Records from a data collection:
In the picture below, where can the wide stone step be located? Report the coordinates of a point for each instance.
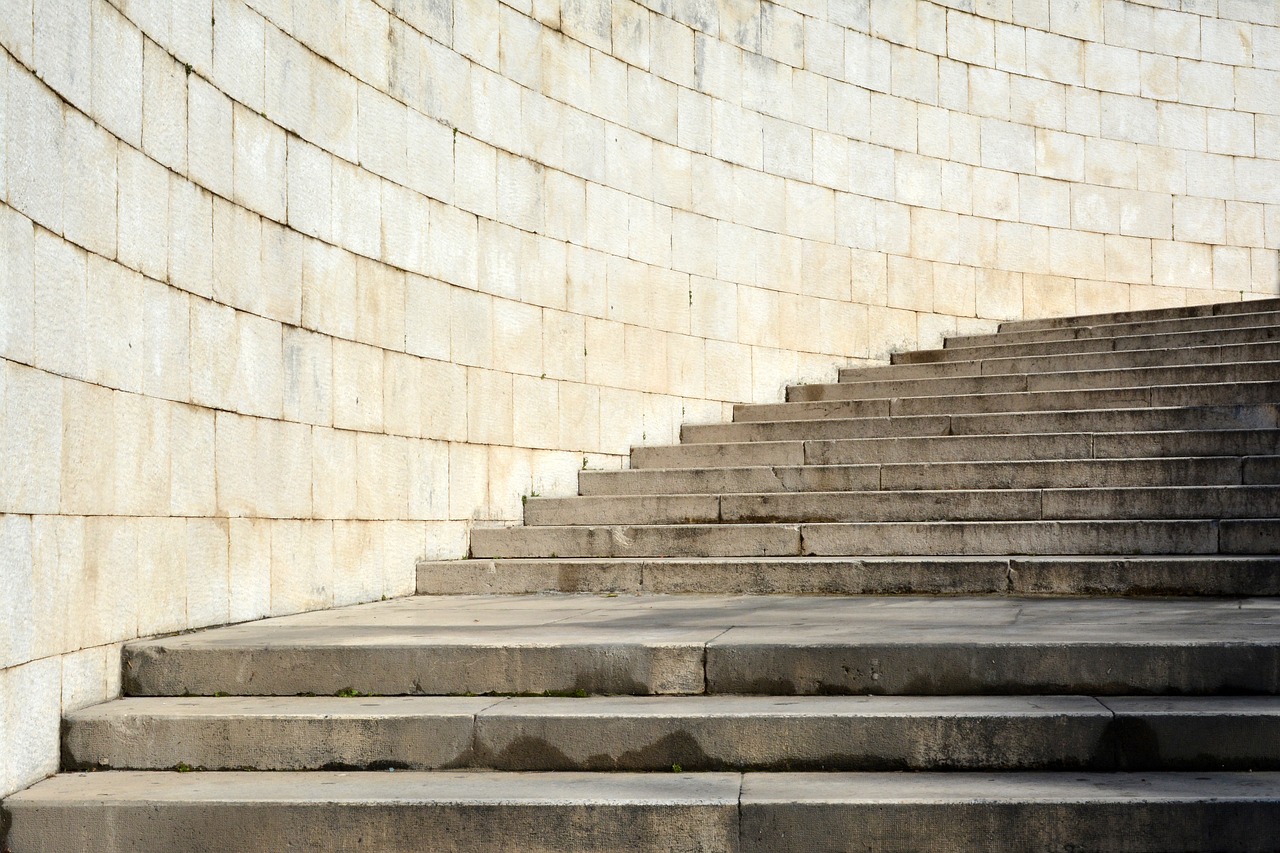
(699, 733)
(580, 812)
(1061, 381)
(883, 538)
(401, 812)
(1052, 575)
(913, 505)
(1225, 393)
(963, 448)
(1110, 360)
(1264, 416)
(691, 644)
(1220, 337)
(1212, 323)
(1211, 309)
(1207, 470)
(1001, 812)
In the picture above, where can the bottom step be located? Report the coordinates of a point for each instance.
(392, 812)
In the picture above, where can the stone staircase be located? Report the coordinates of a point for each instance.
(1013, 594)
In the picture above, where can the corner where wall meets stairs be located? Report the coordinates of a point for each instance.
(1019, 593)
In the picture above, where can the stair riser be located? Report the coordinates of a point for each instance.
(392, 828)
(999, 828)
(1010, 383)
(924, 538)
(726, 666)
(1115, 360)
(955, 576)
(1217, 395)
(1068, 363)
(972, 475)
(1125, 420)
(1171, 502)
(1211, 309)
(1184, 325)
(1225, 337)
(1040, 733)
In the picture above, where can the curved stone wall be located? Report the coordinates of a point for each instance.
(295, 291)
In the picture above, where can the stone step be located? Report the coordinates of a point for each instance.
(696, 733)
(1073, 381)
(963, 448)
(912, 505)
(1225, 393)
(883, 538)
(1211, 309)
(1220, 337)
(1212, 323)
(1001, 812)
(691, 644)
(1260, 416)
(388, 812)
(1055, 575)
(1205, 470)
(1110, 360)
(583, 812)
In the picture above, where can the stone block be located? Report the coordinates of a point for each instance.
(257, 164)
(469, 482)
(18, 576)
(452, 245)
(356, 209)
(17, 286)
(301, 566)
(307, 377)
(1077, 254)
(248, 569)
(382, 133)
(60, 308)
(88, 186)
(1182, 264)
(209, 136)
(489, 407)
(1159, 77)
(1128, 259)
(240, 53)
(191, 237)
(35, 135)
(328, 290)
(30, 726)
(1226, 41)
(382, 475)
(1232, 268)
(142, 233)
(191, 468)
(357, 386)
(1205, 83)
(117, 74)
(1009, 147)
(114, 350)
(429, 156)
(357, 561)
(333, 473)
(164, 108)
(264, 466)
(167, 332)
(535, 411)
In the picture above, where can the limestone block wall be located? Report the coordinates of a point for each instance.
(293, 292)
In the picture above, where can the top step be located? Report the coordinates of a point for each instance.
(1246, 306)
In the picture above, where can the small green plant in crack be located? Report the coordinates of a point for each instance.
(351, 693)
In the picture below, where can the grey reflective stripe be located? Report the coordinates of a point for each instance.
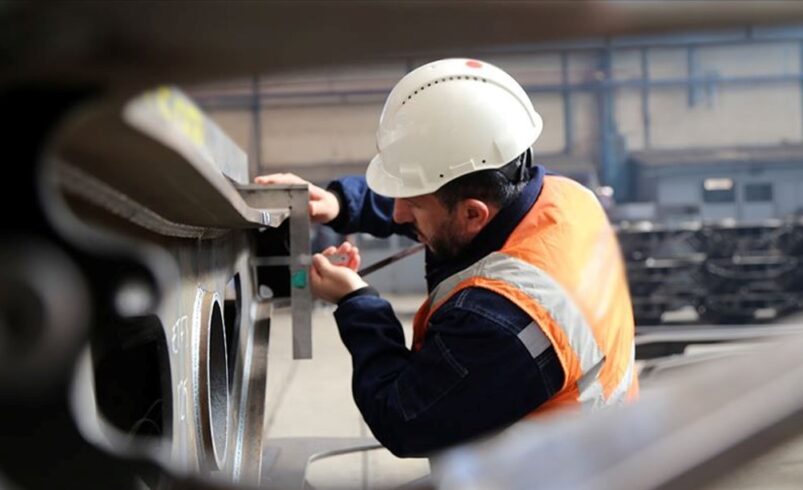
(548, 293)
(590, 389)
(619, 393)
(534, 339)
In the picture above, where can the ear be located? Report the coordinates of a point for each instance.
(475, 215)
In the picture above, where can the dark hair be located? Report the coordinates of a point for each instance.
(492, 186)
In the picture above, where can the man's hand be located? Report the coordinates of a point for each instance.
(331, 282)
(323, 205)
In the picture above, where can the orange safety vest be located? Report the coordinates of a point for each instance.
(562, 265)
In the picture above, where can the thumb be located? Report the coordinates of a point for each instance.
(321, 264)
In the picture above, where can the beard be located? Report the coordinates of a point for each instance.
(448, 242)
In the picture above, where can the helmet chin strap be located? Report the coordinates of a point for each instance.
(520, 169)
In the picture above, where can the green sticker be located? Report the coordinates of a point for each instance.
(299, 279)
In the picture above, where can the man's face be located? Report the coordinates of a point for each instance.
(438, 228)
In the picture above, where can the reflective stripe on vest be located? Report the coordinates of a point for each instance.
(562, 266)
(536, 284)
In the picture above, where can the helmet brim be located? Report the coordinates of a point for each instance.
(387, 185)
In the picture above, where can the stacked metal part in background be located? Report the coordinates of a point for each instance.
(724, 273)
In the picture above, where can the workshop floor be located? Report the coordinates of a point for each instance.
(312, 398)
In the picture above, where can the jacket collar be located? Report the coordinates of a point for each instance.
(491, 238)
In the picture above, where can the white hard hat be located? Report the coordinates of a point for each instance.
(446, 119)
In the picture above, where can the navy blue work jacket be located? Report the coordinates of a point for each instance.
(473, 375)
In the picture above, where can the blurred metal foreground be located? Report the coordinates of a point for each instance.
(693, 427)
(67, 72)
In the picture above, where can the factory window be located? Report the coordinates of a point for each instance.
(718, 190)
(758, 192)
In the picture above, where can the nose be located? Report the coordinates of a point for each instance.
(401, 211)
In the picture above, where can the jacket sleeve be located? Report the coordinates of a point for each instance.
(472, 376)
(363, 211)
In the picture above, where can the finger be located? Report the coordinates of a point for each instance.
(321, 264)
(345, 248)
(354, 263)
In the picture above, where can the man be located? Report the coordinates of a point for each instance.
(528, 307)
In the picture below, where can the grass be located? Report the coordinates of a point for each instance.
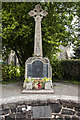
(14, 80)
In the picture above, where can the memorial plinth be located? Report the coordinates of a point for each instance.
(37, 67)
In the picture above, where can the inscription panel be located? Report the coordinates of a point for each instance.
(41, 111)
(37, 69)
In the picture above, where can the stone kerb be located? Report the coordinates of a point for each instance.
(46, 110)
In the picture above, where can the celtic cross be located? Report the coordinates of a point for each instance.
(38, 14)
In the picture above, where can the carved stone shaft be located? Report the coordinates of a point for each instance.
(38, 14)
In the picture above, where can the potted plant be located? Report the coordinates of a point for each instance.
(28, 82)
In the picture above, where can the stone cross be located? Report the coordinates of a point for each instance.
(38, 14)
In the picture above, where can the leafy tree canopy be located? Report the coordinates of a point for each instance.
(18, 27)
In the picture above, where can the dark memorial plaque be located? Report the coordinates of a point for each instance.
(37, 69)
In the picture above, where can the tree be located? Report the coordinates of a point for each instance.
(18, 28)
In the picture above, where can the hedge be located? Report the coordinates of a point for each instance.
(67, 69)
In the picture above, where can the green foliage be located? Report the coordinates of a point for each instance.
(77, 53)
(67, 69)
(18, 28)
(57, 71)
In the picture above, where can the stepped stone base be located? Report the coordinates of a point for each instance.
(37, 91)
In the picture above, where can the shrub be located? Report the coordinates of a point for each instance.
(11, 72)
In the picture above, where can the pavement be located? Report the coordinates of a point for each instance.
(61, 91)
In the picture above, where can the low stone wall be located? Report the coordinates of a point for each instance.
(40, 110)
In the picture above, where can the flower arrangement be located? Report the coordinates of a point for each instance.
(46, 79)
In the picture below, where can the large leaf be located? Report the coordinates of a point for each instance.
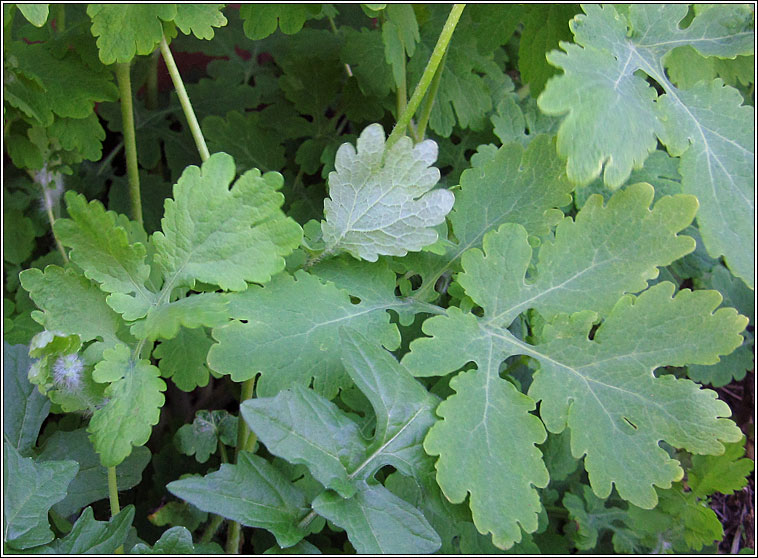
(603, 389)
(82, 310)
(380, 200)
(252, 492)
(378, 522)
(29, 490)
(222, 236)
(133, 407)
(24, 406)
(303, 427)
(303, 346)
(707, 125)
(510, 185)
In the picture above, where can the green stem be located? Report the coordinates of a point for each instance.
(426, 78)
(215, 523)
(51, 218)
(113, 496)
(130, 139)
(245, 442)
(181, 92)
(60, 18)
(151, 85)
(426, 110)
(233, 539)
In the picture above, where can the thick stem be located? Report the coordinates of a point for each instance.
(426, 110)
(189, 113)
(233, 539)
(113, 496)
(215, 523)
(130, 139)
(151, 85)
(426, 78)
(245, 442)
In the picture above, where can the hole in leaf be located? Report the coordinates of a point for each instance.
(593, 330)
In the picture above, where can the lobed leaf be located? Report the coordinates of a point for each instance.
(706, 125)
(252, 492)
(380, 200)
(378, 522)
(222, 236)
(133, 407)
(29, 490)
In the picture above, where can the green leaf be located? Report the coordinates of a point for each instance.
(364, 52)
(36, 14)
(262, 20)
(380, 200)
(182, 358)
(25, 407)
(82, 310)
(102, 248)
(18, 237)
(399, 35)
(89, 536)
(723, 473)
(302, 427)
(544, 26)
(82, 135)
(305, 345)
(29, 490)
(176, 540)
(706, 125)
(509, 185)
(91, 481)
(251, 492)
(242, 236)
(44, 85)
(178, 514)
(484, 425)
(125, 30)
(599, 388)
(199, 19)
(243, 137)
(378, 522)
(202, 436)
(166, 320)
(133, 408)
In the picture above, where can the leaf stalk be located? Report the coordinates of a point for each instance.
(181, 92)
(130, 139)
(426, 78)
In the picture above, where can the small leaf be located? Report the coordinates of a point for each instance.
(91, 481)
(25, 408)
(29, 490)
(242, 236)
(36, 14)
(134, 404)
(380, 200)
(89, 536)
(252, 492)
(303, 427)
(202, 436)
(724, 473)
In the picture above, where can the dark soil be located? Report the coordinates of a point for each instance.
(737, 511)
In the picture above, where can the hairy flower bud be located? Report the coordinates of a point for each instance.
(67, 372)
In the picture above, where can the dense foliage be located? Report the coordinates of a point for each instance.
(374, 278)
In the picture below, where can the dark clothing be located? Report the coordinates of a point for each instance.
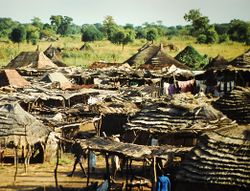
(163, 183)
(79, 155)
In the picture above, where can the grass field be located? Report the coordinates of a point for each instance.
(104, 50)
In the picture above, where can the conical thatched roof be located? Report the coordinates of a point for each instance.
(54, 54)
(183, 114)
(12, 78)
(192, 58)
(217, 63)
(236, 105)
(33, 59)
(20, 127)
(221, 157)
(152, 57)
(57, 77)
(242, 61)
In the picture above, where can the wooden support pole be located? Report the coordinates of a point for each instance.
(16, 163)
(57, 163)
(107, 169)
(154, 180)
(131, 170)
(127, 172)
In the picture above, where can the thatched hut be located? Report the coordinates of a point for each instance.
(152, 57)
(21, 131)
(220, 161)
(219, 62)
(113, 113)
(192, 58)
(54, 53)
(32, 59)
(236, 105)
(223, 76)
(175, 122)
(58, 79)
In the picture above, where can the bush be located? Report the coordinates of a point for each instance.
(212, 36)
(202, 39)
(223, 38)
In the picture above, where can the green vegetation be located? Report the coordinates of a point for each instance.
(192, 58)
(106, 38)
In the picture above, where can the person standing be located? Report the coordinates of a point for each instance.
(79, 155)
(163, 183)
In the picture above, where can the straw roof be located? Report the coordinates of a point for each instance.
(192, 58)
(217, 63)
(221, 157)
(54, 54)
(19, 127)
(12, 78)
(33, 59)
(129, 149)
(152, 57)
(236, 105)
(115, 105)
(185, 113)
(96, 65)
(57, 77)
(241, 62)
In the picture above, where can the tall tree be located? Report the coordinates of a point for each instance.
(91, 33)
(109, 26)
(199, 23)
(56, 21)
(239, 30)
(123, 36)
(6, 26)
(32, 34)
(64, 27)
(36, 21)
(152, 34)
(18, 35)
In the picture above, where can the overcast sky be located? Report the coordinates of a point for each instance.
(137, 12)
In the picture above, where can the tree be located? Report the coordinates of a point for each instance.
(109, 26)
(152, 34)
(56, 21)
(32, 34)
(18, 35)
(239, 30)
(36, 21)
(200, 23)
(6, 26)
(212, 36)
(202, 39)
(91, 33)
(64, 27)
(123, 36)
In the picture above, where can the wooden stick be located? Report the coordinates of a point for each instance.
(16, 163)
(57, 163)
(88, 167)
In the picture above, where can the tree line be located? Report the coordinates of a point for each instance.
(199, 27)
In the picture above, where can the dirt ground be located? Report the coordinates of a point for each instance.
(41, 176)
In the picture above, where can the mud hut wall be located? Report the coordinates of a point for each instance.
(113, 124)
(80, 80)
(83, 98)
(139, 82)
(50, 102)
(145, 137)
(187, 186)
(242, 78)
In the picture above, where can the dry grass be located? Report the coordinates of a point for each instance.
(104, 50)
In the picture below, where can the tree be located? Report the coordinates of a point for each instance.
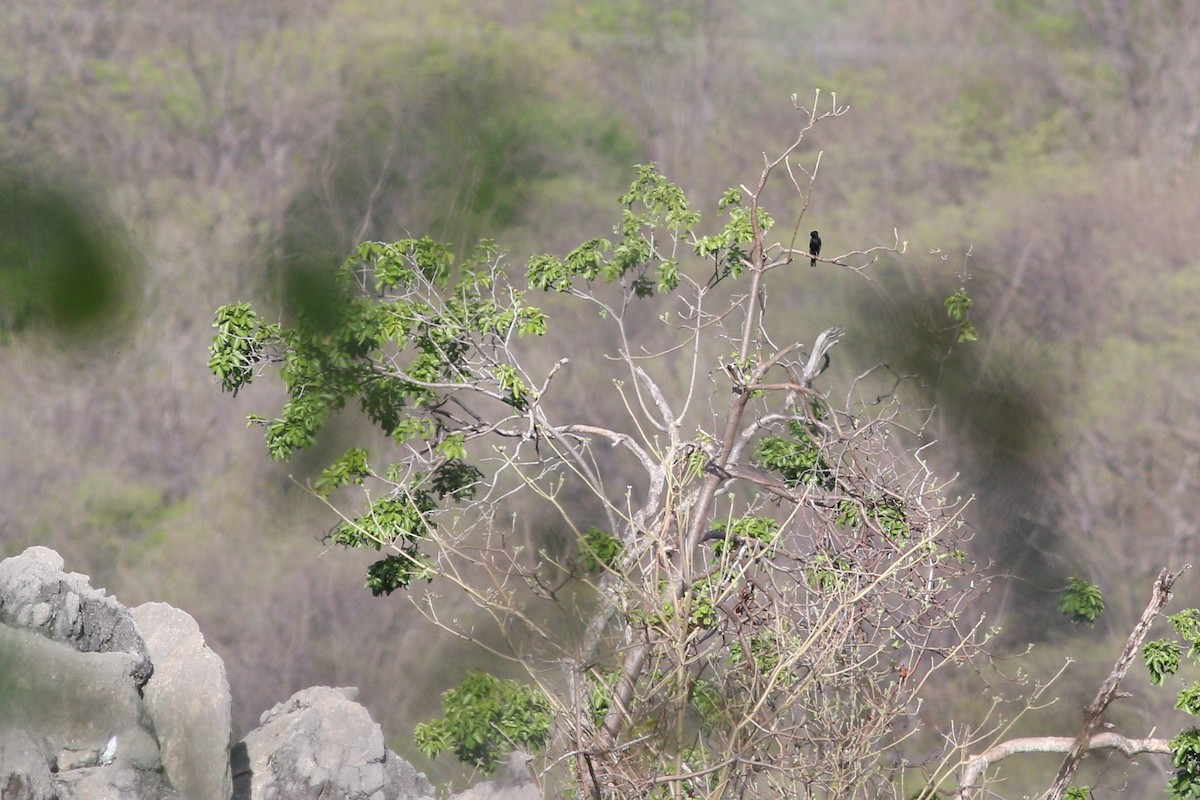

WORK TO BE COMPLETED:
The answer must be the lines above from the line that contains "In the picture above, where can the dirt" to the final line of the data, word for word, with no pictures.

ANSWER TO THIS EXERCISE:
In the picture above, where can the dirt ground be located? Report the coordinates of a point for each instance.
(41, 176)
In the picture above, where can the mud hut wall be located? Report the coordinates of a point for each instance.
(113, 124)
(80, 80)
(83, 98)
(139, 82)
(50, 102)
(145, 137)
(187, 186)
(242, 78)
In the picture above, where can the dry grass be located? Report the coordinates of a point for each instance.
(104, 50)
In the picture below, where can the tree be located? Report the coordinates of a point for each instance.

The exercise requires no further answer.